Work instructions |
The records below must be duplicated exactly, character for character.

Data shown |
START
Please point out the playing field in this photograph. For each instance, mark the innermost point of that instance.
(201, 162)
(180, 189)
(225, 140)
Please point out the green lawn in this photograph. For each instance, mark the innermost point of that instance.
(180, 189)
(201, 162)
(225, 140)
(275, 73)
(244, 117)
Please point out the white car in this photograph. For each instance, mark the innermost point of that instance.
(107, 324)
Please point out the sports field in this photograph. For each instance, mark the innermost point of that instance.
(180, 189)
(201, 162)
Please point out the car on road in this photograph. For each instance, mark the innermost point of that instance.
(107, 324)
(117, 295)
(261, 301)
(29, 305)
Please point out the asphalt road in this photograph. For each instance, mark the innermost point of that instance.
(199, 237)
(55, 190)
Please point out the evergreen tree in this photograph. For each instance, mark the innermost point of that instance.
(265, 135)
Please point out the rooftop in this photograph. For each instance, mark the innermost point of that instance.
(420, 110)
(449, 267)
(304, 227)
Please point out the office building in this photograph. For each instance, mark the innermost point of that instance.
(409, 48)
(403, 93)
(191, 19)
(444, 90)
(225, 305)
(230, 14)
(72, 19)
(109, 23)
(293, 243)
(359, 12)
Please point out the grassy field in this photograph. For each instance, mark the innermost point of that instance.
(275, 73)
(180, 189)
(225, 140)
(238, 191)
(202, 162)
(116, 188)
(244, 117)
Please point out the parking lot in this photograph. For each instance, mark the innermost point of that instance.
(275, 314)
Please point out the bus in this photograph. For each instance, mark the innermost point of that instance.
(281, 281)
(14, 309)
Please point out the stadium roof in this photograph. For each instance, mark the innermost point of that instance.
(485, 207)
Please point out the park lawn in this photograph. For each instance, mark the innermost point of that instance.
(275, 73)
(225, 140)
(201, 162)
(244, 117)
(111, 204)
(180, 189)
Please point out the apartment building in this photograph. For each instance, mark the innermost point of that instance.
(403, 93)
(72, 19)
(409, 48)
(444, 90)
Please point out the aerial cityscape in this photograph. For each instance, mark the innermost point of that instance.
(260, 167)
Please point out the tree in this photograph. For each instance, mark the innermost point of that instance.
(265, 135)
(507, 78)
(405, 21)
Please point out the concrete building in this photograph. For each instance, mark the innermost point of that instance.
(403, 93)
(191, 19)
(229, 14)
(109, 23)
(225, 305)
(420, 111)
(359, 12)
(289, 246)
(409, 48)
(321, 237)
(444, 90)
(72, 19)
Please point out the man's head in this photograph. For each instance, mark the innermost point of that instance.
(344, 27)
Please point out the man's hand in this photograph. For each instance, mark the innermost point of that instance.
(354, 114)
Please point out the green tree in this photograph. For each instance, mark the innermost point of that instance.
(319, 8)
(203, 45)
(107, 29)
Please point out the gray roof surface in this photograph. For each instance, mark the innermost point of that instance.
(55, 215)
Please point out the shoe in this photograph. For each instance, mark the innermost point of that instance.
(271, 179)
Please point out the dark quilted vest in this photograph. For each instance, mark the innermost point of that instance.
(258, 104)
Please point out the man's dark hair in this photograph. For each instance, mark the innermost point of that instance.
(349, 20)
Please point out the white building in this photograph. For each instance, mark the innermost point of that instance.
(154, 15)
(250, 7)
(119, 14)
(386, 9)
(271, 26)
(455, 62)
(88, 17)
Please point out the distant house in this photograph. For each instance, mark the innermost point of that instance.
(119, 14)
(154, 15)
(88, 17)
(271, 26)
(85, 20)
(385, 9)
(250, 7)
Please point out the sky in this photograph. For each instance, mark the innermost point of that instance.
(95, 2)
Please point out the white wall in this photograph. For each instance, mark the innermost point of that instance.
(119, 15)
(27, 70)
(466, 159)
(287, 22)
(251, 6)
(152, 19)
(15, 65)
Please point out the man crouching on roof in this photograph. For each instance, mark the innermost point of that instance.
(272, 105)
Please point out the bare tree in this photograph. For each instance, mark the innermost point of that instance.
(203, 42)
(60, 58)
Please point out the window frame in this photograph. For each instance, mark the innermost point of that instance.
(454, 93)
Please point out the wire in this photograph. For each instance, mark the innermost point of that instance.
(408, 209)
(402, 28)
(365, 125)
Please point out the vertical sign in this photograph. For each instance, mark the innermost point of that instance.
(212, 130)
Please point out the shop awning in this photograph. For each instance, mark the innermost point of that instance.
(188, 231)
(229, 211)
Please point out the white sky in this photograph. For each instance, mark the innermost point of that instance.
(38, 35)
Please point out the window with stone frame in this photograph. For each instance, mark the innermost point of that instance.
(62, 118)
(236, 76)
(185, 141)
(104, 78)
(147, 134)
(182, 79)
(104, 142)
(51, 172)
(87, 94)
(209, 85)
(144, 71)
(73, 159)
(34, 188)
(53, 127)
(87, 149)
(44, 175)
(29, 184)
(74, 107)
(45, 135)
END
Correct result |
Please point out the playing field in this photograph. For each instance, mark the innermost point of that instance.
(201, 162)
(180, 189)
(225, 140)
Please point out the green lawn in this photograph. For each instance, mark the innermost point of that instance.
(180, 189)
(201, 162)
(225, 140)
(275, 73)
(244, 117)
Please point out the white car in this photograph. For each instance, mark the innermost point of that instance.
(107, 324)
Please point out the sports field in this photograph. For each instance, mark the innermost point of that instance.
(180, 189)
(201, 162)
Please point out the car on road in this photograph. For each instance, mark the innermost point of that instance.
(107, 324)
(117, 295)
(261, 301)
(29, 305)
Please point out the asphalt road in this photograph. For each instance, mark the innermost point of that instance.
(199, 237)
(55, 190)
Please point out the evergreen tree in this photograph. For each instance, mark the innermost point of that instance.
(265, 135)
Please point out the rooftop in this photograph. For each instance, mark the innermost point of that instance.
(420, 110)
(449, 267)
(304, 227)
Please point out the office building in this photograph. For each instance, mark the innermost point of that instance.
(409, 48)
(403, 93)
(191, 19)
(444, 90)
(225, 305)
(230, 14)
(72, 19)
(109, 23)
(293, 243)
(359, 12)
Please point out the grassy field in this photograph. For each instance, mark the innermost point of that instance.
(275, 73)
(180, 189)
(225, 140)
(238, 191)
(202, 162)
(116, 188)
(244, 117)
Please point out the parking lot in this photograph. For each instance, mark the innermost point of that instance.
(275, 314)
Please point out the bus in this photograph. For each instance, mark the innermost point of that instance.
(281, 281)
(14, 309)
Please point out the stadium roof in this photograph. For each instance, mark the innermost point of that instance.
(485, 207)
Please point out the park lawn in this photograph. For each instance, mark the innermost point of that instance.
(275, 73)
(225, 140)
(201, 162)
(244, 117)
(111, 204)
(180, 189)
Please point out the apartment building in this photograph. For each instance, mark the innermost point of that instance.
(403, 93)
(72, 19)
(409, 48)
(444, 90)
Please point out the aerial cityscape in this photograph. For each instance, mark the innermost point of that instance.
(260, 167)
Please point out the tree in this photograph. For each instance, mark the innermost point of that instance.
(265, 135)
(507, 78)
(405, 21)
Please point out the concrete building in this photograph. For each instance, mark the innermost point of that instance.
(403, 93)
(191, 19)
(229, 14)
(109, 23)
(225, 305)
(420, 111)
(359, 12)
(289, 246)
(409, 48)
(321, 237)
(444, 90)
(72, 19)
Please point out the man's head in this photograph. For each instance, mark the innermost point of that instance.
(344, 27)
Please point out the man's hand in this photograph. For each instance, mark the innermost point of that instance.
(354, 114)
Please point out the green tree in this photograph. For each instance, mark the innermost point of that instance.
(319, 8)
(203, 45)
(107, 29)
Please point out the gray roof surface in this photograph. For each instance, mark the innermost point of that instance.
(55, 215)
Please point out the shoe in this photograph. For each instance, mark the innermost point of that instance.
(271, 179)
Please point out the dark quilted vest in this photograph. For each instance, mark the innermost point of that instance.
(258, 104)
Please point out the man's dark hair in this photograph. For each instance, mark the innermost point of that instance.
(349, 20)
Please point out the white building in this photograph. For each instance, mark the innermost point of that instance.
(154, 15)
(250, 7)
(119, 14)
(386, 9)
(271, 26)
(455, 62)
(88, 17)
Please point out the distant house in this photograph. For each instance, mark the innermost point of that instance.
(119, 14)
(154, 15)
(88, 17)
(271, 26)
(85, 20)
(385, 9)
(250, 7)
Please point out the sky in this photograph. For each instance, mark the innermost point of that instance.
(95, 2)
Please point out the white wall in this photograph. For each instance, mark the innermost point of that instance.
(119, 15)
(27, 70)
(466, 159)
(287, 22)
(251, 6)
(152, 19)
(15, 65)
Please point out the man crouching on roof in this photograph. For each instance, mark the innermost point of that instance.
(272, 105)
Please point out the bare tree in this photograph. For each instance, mark the innermost point of that instance.
(203, 42)
(60, 58)
Please point out the window frame in this photograph. For each instance, mark the innermost point of that instance.
(454, 93)
Please point out the wire in this photograph. For each instance, mark the innermost point of that instance.
(408, 209)
(402, 28)
(365, 125)
Please point out the vertical sign in this photograph. For each instance, mark the innermost point of that instance.
(212, 130)
Please point out the shop awning in this photograph. For each instance, mark the innermost point of that instance.
(188, 231)
(229, 211)
Please point out the white sky in this photograph. For each instance, mark the innermost point of that instance.
(38, 35)
Please point out the window with stone frame in this photograph. For each instance, mark the innermost point of that instance.
(62, 118)
(236, 76)
(185, 141)
(104, 78)
(147, 134)
(182, 79)
(104, 142)
(51, 172)
(87, 94)
(209, 85)
(144, 71)
(73, 159)
(34, 188)
(53, 127)
(87, 149)
(44, 175)
(29, 184)
(74, 107)
(45, 135)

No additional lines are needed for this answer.